Не зная ни вашего почерка, ни вашей подписи, я обращаюсь к виконту д’Аршиаку, который вручит вам настоящее письмо, с просьбою выяснить, точно ли письмо, на которое я отвечаю, исходит от вас. Содержание его до такой степени переходит всякие границы возможного, что я отказываюсь отвечать на все подробности послания. Вы, по-видимому, забыли, Милостивый Государь, что вы же сами отказались от вызова, который сделали барону Жоржу Геккерену и который был им принят. Доказательство того, что я здесь утверждаю, существует, оно написано собственно вашею рукою и находится в руках секундантов. Мне остается только предуведомить вас, что виконт д’Аршиак едет к вам, чтобы условиться о месте встречи с бароном Жоржем Геккереном и предупредить вас, что встреча не терпит никакой отсрочки.
Я сумею позже, Милостивый Государь, научить вас уважению к званию, которым я облечен и которого никакая выходка с вашей стороны оскорбить не может.
Остаюсь,
Милостивый Государь,
Ваш покорнейший слуга
Барон Геккерен.
  Читано и одобрено мною.
  Барон Жорж Геккерен».
   
       Письмо Пушкину доставил уже хорошо знакомый ему Д’Аршиак, которому судьба   в   очередной раз определила быть секундантом Дантеса. Пушкин письма Геккерена не читал, но принял вызов от имени его сына.
       Итак, стало ясно, что дуэль состоится. Пушкину был нужен секундант. Он попробовал перевести стрелки на Дантеса, сказав Д’Аршиаку, что ему подойдёт любой человек в этой роли, даже выбранный противной стороной, но Д’Аршиак категорически отказался от этого предложения, сказав, что это не их дело – поиск секунданта для Пушкина. Заметим, что в этом отказе Д’Аршиака скрывалось тайное желание в очередной раз предотвратить дуэль, хотя все прямые участники дела понимали, что это почти невозможно.
      Пушкин решил предложить роль секунданта сотруднику английского посольства Магенису, известному своей принципиальностью и порядочностью. Магенис вечером должен был быть на балу у графини Разумовской. Там Пушкин и надеялся его встретить. Тогда же он повстречался с баронессой Вревской, замечательной Евпраксией Вульф, которая почти весь январь гостила в Петербурге, с которой Пушкин в те дни часто встречался, и которой доверял многие свои тайны.

Задание: Кому, согласно тексту, Пушкин решил предложить роль своего секунданта? Приведённые далее строки никак не связаны с текстом.

Фрагмент данных:
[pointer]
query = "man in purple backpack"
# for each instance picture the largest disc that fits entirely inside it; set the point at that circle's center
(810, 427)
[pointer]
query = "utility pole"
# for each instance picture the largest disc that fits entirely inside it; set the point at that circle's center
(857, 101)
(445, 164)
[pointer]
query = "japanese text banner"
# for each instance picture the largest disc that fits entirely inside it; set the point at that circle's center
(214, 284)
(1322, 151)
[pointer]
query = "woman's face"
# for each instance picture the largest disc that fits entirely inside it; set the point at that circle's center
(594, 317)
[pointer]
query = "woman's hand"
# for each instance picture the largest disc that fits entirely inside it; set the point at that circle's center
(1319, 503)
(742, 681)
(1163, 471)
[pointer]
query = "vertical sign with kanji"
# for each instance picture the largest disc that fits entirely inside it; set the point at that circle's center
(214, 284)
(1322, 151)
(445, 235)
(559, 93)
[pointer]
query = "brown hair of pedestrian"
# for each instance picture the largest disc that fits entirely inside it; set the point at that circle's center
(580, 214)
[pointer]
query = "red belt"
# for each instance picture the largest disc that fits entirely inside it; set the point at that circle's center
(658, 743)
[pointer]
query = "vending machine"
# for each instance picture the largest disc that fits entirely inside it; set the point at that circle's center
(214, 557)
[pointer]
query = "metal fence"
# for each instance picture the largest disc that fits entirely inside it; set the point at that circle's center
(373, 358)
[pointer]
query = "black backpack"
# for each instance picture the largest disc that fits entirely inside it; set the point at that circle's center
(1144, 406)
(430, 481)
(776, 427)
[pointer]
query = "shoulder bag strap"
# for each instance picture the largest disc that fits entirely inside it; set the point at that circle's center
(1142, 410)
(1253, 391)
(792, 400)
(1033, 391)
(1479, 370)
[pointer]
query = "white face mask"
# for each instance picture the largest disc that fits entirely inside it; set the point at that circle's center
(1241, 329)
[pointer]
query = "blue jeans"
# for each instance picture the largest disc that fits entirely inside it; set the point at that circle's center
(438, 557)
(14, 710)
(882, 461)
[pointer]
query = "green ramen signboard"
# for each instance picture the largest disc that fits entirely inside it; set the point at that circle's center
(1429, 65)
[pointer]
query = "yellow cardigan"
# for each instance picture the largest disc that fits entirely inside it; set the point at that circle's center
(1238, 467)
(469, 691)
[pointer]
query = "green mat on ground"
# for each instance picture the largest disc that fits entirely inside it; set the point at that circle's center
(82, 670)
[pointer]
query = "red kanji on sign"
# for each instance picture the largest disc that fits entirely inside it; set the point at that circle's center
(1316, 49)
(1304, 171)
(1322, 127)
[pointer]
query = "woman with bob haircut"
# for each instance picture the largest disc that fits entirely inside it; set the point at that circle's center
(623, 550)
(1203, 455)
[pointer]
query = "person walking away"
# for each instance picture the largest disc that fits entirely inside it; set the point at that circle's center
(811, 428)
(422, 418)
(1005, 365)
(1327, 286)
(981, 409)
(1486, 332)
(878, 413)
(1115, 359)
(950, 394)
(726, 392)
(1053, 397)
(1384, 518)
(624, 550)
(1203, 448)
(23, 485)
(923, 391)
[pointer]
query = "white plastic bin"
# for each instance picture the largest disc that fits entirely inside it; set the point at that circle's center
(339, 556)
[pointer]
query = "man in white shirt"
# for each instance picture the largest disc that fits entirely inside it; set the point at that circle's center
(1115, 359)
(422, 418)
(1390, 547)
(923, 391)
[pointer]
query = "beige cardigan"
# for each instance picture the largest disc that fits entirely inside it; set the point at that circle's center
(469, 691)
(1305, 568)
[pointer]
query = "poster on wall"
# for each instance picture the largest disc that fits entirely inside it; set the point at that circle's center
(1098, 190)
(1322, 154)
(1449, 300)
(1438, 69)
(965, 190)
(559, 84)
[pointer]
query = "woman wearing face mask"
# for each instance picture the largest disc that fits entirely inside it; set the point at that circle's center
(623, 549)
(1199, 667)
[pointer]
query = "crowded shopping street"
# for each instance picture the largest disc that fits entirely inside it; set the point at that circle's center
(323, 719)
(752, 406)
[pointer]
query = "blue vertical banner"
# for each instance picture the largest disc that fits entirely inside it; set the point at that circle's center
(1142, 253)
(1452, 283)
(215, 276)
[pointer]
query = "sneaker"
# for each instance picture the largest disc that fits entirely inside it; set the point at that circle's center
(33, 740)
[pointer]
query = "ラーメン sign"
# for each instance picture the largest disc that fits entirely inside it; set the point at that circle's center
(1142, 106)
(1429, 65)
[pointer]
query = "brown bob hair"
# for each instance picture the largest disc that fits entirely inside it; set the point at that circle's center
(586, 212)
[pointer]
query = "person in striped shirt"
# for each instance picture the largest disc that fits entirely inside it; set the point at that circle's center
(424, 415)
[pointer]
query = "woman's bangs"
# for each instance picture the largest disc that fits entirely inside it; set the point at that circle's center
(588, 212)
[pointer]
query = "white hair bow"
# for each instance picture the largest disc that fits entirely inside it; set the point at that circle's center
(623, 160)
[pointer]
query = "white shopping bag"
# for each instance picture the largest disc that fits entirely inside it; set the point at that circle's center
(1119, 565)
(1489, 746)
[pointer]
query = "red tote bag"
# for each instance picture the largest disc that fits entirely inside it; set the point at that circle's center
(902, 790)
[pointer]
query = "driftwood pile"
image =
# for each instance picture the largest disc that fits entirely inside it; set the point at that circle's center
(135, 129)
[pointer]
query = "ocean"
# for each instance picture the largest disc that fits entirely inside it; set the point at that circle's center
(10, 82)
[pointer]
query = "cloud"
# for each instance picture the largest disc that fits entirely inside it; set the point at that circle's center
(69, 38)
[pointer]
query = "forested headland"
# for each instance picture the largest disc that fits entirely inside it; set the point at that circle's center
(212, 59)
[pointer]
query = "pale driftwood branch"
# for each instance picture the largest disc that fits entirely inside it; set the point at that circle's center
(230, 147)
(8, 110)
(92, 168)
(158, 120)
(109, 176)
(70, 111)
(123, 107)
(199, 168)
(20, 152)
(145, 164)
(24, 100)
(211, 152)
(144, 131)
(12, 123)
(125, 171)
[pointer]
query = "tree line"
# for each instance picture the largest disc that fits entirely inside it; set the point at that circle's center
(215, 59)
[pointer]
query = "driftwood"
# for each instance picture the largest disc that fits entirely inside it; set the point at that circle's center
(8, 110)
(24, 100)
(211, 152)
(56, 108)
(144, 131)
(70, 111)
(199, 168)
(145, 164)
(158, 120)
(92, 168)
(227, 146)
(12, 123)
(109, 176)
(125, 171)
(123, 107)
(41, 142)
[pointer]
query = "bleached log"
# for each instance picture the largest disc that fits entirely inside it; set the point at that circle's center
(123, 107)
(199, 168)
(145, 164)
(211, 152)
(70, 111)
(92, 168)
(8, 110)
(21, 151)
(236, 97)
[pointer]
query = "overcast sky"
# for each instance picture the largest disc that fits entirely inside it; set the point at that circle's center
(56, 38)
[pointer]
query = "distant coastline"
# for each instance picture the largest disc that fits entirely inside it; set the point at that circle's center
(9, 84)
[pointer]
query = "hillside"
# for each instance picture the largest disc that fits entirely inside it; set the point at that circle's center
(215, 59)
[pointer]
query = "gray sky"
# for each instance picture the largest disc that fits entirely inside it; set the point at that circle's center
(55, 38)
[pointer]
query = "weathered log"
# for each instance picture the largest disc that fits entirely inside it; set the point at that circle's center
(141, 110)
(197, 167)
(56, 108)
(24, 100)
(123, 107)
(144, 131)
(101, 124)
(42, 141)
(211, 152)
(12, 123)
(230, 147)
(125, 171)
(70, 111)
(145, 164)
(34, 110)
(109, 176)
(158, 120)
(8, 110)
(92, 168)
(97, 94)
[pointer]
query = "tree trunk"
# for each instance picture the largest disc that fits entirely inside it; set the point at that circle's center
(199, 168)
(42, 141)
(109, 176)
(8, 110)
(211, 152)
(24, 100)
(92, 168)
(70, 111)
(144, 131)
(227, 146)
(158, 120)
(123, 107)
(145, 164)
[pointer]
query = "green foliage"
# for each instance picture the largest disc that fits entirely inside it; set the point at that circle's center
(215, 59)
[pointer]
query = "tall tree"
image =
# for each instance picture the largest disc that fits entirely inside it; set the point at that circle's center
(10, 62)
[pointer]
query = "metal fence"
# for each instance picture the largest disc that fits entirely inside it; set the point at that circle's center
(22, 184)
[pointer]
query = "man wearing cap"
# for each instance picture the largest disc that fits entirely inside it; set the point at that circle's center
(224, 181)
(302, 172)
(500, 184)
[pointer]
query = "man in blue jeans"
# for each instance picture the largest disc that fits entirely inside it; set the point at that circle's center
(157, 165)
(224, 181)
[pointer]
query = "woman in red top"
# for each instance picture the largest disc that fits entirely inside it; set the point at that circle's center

Правильный ответ: Пушкин решил предложить роль секунданта сотруднику английского посольства Магенису.